In the entries below, tally the lines that contain the string "tire", then state that number alone.

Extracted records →
================================
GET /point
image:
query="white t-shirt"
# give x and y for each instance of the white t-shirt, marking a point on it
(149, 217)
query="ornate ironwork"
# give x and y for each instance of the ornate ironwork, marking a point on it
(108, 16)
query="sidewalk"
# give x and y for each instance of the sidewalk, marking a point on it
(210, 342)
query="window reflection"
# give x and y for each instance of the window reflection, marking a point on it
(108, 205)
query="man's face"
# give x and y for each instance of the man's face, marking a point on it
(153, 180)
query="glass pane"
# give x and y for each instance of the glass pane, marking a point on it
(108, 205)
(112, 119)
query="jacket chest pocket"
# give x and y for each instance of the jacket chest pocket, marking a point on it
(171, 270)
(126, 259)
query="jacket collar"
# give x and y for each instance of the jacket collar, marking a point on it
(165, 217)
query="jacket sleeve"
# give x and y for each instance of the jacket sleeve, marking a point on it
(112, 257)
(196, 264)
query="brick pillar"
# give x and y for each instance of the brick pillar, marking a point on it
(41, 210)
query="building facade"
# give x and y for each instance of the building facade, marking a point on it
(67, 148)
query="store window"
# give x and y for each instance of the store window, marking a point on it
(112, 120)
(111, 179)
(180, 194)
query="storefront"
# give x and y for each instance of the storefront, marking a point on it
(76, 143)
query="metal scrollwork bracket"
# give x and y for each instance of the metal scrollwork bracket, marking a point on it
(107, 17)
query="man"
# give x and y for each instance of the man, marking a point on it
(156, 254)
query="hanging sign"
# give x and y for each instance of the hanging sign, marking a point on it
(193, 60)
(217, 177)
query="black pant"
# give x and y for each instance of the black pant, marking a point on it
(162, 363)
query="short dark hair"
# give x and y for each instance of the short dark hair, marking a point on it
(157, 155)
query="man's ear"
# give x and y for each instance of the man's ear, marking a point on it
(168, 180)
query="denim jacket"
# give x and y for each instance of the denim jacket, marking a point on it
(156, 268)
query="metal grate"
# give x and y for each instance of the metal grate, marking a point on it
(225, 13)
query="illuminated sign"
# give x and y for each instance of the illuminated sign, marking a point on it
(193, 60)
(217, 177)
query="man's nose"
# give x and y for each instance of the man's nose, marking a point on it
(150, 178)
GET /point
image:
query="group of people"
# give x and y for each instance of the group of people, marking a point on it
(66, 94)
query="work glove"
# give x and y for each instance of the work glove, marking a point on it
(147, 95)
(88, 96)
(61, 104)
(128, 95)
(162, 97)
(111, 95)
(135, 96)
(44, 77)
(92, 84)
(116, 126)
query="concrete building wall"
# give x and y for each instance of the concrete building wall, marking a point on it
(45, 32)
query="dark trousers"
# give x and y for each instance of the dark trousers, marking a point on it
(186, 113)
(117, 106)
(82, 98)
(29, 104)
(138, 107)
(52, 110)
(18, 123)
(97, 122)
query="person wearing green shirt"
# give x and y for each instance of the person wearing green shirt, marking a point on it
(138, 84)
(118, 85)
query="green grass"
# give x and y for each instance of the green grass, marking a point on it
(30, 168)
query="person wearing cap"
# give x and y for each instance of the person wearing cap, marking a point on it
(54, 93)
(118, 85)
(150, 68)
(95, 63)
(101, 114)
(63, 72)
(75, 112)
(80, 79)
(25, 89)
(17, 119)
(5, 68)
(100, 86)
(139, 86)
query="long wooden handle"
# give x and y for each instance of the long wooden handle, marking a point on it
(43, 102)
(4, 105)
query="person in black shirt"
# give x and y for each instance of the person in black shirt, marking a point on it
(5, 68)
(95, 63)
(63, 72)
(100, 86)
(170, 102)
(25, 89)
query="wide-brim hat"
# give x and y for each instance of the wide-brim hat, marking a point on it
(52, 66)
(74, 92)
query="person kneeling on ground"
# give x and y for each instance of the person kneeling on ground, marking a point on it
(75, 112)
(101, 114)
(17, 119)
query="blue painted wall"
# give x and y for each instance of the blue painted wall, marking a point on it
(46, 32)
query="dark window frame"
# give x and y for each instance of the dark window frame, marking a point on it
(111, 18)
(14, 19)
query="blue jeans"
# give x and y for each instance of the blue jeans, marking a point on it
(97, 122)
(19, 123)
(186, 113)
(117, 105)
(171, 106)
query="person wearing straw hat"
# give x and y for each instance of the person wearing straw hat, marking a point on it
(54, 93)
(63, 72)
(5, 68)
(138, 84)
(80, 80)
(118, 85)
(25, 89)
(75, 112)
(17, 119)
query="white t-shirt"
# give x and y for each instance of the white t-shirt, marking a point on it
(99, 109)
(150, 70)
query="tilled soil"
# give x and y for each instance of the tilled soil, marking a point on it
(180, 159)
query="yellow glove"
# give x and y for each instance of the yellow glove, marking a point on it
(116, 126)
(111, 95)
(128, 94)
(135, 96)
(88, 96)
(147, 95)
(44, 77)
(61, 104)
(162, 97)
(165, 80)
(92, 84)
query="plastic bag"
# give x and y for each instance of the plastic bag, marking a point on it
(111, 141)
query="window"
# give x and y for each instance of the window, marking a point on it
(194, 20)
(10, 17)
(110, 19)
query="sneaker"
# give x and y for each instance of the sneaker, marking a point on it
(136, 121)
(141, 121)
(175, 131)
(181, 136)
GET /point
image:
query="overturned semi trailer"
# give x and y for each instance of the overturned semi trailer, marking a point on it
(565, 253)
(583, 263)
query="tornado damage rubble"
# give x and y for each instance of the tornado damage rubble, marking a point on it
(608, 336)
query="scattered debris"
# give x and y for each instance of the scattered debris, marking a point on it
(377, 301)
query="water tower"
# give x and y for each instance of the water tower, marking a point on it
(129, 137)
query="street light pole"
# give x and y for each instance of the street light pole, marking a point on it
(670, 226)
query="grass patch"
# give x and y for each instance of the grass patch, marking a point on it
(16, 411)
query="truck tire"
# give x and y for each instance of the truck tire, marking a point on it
================================
ANSWER TO THE PROBLEM → 2